Entries from a dataset
+++
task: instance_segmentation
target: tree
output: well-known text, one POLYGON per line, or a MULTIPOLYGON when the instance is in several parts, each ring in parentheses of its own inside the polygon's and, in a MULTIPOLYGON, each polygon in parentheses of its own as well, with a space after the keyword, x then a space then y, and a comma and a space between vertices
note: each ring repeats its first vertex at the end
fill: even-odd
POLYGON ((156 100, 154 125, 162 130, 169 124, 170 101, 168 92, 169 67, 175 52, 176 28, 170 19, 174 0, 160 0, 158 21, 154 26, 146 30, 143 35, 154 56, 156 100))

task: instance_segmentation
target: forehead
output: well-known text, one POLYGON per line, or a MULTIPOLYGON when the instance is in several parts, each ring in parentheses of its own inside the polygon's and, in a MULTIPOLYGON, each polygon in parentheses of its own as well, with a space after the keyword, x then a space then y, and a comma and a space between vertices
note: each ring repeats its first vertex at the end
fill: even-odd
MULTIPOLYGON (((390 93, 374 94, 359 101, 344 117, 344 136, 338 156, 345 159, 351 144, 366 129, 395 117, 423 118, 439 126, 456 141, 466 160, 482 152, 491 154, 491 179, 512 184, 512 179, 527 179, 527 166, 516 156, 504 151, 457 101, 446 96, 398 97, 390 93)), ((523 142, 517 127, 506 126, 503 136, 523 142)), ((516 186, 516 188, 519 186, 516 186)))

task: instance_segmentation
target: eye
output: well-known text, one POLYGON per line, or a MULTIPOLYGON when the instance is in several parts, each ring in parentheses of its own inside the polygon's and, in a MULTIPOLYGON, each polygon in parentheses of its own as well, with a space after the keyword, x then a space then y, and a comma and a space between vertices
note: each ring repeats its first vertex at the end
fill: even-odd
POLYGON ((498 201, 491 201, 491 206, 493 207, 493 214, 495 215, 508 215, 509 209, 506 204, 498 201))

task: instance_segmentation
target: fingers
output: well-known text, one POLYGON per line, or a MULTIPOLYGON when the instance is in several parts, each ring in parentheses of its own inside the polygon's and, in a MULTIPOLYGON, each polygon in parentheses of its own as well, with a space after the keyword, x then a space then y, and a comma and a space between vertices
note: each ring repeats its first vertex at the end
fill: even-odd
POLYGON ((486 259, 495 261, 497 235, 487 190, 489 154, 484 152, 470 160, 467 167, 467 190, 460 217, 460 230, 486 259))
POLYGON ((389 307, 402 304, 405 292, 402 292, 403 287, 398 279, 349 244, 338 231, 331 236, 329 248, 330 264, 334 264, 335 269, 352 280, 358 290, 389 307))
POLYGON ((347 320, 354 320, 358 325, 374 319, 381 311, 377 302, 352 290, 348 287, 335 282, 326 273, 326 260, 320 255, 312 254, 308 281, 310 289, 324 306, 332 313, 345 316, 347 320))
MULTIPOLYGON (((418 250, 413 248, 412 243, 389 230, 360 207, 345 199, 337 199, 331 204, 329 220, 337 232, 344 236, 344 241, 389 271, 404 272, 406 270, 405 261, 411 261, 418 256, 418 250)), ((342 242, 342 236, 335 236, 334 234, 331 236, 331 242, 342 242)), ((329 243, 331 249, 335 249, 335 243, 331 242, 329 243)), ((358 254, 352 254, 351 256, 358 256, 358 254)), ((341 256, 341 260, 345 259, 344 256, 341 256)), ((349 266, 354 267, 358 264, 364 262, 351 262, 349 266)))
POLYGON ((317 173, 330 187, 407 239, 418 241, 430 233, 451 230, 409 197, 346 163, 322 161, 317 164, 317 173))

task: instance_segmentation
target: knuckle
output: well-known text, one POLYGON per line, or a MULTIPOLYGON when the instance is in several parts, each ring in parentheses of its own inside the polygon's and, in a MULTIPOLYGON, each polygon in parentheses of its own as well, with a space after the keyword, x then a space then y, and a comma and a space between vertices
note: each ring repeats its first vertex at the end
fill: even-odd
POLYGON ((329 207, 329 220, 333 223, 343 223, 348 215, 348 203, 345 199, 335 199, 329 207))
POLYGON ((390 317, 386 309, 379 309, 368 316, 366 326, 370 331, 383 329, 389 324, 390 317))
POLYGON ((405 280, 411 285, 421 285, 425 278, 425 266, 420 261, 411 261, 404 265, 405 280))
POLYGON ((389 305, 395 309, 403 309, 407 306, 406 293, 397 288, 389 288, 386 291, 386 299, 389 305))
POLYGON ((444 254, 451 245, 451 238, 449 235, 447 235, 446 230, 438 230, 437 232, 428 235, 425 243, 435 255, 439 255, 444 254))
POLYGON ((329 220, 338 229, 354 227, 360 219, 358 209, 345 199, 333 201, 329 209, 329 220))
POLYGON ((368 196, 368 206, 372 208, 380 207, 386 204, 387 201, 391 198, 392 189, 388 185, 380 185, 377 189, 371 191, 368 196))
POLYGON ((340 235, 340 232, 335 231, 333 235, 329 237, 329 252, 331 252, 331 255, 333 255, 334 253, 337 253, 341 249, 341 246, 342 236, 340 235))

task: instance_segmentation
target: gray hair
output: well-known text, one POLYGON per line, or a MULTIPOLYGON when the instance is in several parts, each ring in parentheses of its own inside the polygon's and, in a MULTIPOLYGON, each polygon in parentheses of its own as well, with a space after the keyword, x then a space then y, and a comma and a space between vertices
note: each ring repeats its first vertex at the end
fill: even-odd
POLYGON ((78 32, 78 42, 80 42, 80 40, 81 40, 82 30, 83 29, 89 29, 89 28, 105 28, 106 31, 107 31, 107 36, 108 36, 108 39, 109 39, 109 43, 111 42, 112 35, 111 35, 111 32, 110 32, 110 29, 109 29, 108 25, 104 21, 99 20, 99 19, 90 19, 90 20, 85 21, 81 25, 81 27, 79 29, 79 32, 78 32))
+++
→ TASK TO CARRY OUT:
Give all the records again. Match them exactly.

→ THE ANSWER:
task: instance_segmentation
target: tree
output: well-known text, one POLYGON per line, or a MULTIPOLYGON when the instance is in several parts, each ring in parentheses of its own inside the polygon's and, in a MULTIPOLYGON, each polygon in parentheses of its own as well, with a space after the keyword, x then a space then y, and a comma and a space between vertices
note: each ring repeats its first vertex at the end
fill: even-odd
POLYGON ((156 100, 154 125, 162 130, 169 124, 170 101, 168 92, 169 67, 175 52, 176 28, 170 19, 174 0, 160 0, 158 21, 154 26, 146 30, 143 35, 154 56, 156 100))

task: instance_segmentation
target: forehead
output: well-known text, one POLYGON per line, or a MULTIPOLYGON when the instance is in several parts, each ring in parentheses of its own inside the polygon's and, in a MULTIPOLYGON, each polygon in parentheses of its own as well, with a space after the keyword, x then a space then y, and a comma and a space between vertices
note: each ring repeats its first vertex at the end
fill: even-odd
MULTIPOLYGON (((390 93, 374 94, 359 101, 344 117, 344 136, 338 156, 345 159, 351 144, 366 129, 395 117, 423 118, 439 126, 456 141, 466 160, 482 152, 491 154, 491 179, 512 184, 512 179, 527 179, 527 166, 516 156, 504 151, 457 101, 446 96, 398 97, 390 93)), ((523 142, 517 127, 506 126, 503 136, 523 142)), ((516 186, 516 188, 519 186, 516 186)))

task: instance_segmentation
target: eye
output: well-known text, one POLYGON per line, or a MULTIPOLYGON when the instance is in several parts, each ring in parentheses of its own inside the polygon's and, in a MULTIPOLYGON, each polygon in parentheses of its own as well, with a space after the keyword, x then a space then y, and a comma and a space between vertices
note: each ring repeats its first vertex at the end
fill: even-odd
POLYGON ((498 201, 491 201, 491 206, 493 207, 493 214, 495 215, 508 215, 509 209, 506 204, 498 201))

task: instance_segmentation
target: fingers
output: well-known text, one POLYGON per line, or a MULTIPOLYGON when the instance is in several parts, each ring in parentheses of its own inside the polygon's and, in a MULTIPOLYGON, each polygon in parentheses of its own as well, with a space after the keyword, x then a space then y, and a comma and a space between vertices
note: each ring repeats its first vertex at the end
fill: even-odd
POLYGON ((486 259, 495 261, 497 235, 487 190, 489 154, 484 152, 470 160, 467 167, 467 190, 460 217, 460 230, 486 259))
POLYGON ((389 307, 402 304, 405 292, 402 292, 403 287, 398 279, 349 244, 338 231, 331 236, 329 248, 330 264, 334 264, 335 269, 352 280, 358 290, 389 307))
POLYGON ((347 320, 354 320, 358 325, 374 319, 381 311, 377 302, 352 290, 348 287, 335 282, 326 273, 326 260, 320 255, 312 254, 308 281, 310 289, 324 306, 332 313, 345 316, 347 320))
MULTIPOLYGON (((418 250, 413 248, 412 243, 389 230, 360 207, 345 199, 337 199, 331 204, 329 220, 337 232, 344 236, 344 241, 389 271, 404 272, 406 270, 405 261, 411 261, 418 256, 418 250)), ((342 242, 342 236, 335 236, 334 234, 331 236, 331 242, 342 242)), ((329 243, 331 249, 335 249, 335 243, 331 242, 329 243)), ((358 254, 352 254, 351 256, 358 256, 358 254)), ((341 256, 341 260, 345 259, 344 256, 341 256)), ((349 266, 354 267, 358 264, 364 262, 351 262, 349 266)))
POLYGON ((317 173, 330 187, 407 239, 418 241, 430 233, 451 230, 409 197, 346 163, 322 161, 317 164, 317 173))

task: instance_segmentation
target: knuckle
output: well-known text, one POLYGON per line, or a MULTIPOLYGON when the instance is in several parts, each ring in parentheses of its own inside the polygon's and, in a MULTIPOLYGON, each polygon in parentheses of its own as well, with a space after the keyword, x then a space then y, and a comma and a space between vertices
note: each ring repeats its first vertex at the end
fill: even-odd
POLYGON ((329 207, 329 220, 333 223, 343 223, 348 215, 348 203, 345 199, 335 199, 329 207))
POLYGON ((390 317, 386 309, 379 309, 368 316, 366 326, 370 331, 383 329, 389 324, 390 317))
POLYGON ((405 280, 411 285, 421 285, 425 278, 425 266, 420 261, 411 261, 404 265, 405 280))
POLYGON ((389 305, 395 309, 403 309, 407 306, 406 293, 397 288, 389 288, 386 291, 386 299, 389 305))
POLYGON ((444 254, 451 245, 451 238, 449 235, 447 235, 446 230, 438 230, 437 232, 428 235, 425 243, 435 255, 439 255, 444 254))
POLYGON ((329 220, 338 229, 354 227, 360 219, 358 209, 345 199, 333 201, 329 209, 329 220))
POLYGON ((368 196, 368 206, 372 208, 380 207, 386 204, 387 201, 391 198, 392 189, 388 185, 380 185, 377 189, 371 191, 368 196))
POLYGON ((340 235, 340 232, 335 231, 333 235, 329 237, 329 252, 331 252, 331 255, 333 255, 334 253, 337 253, 341 249, 341 246, 342 236, 340 235))

task: instance_segmentation
target: gray hair
output: well-known text, one POLYGON per line, or a MULTIPOLYGON when the instance is in several parts, each ring in parentheses of its own inside the polygon's and, in a MULTIPOLYGON, each polygon in parentheses of its own as well, with a space after the keyword, x then a space then y, and a comma and a space between vertices
note: each ring repeats its first vertex at the end
fill: even-odd
POLYGON ((78 32, 78 42, 80 42, 80 40, 81 40, 82 30, 83 29, 89 29, 89 28, 105 28, 106 31, 107 31, 107 36, 108 36, 108 39, 109 39, 109 43, 111 42, 112 35, 111 35, 111 32, 110 32, 110 29, 109 29, 108 25, 104 21, 99 20, 99 19, 90 19, 90 20, 85 21, 81 25, 81 27, 79 29, 79 32, 78 32))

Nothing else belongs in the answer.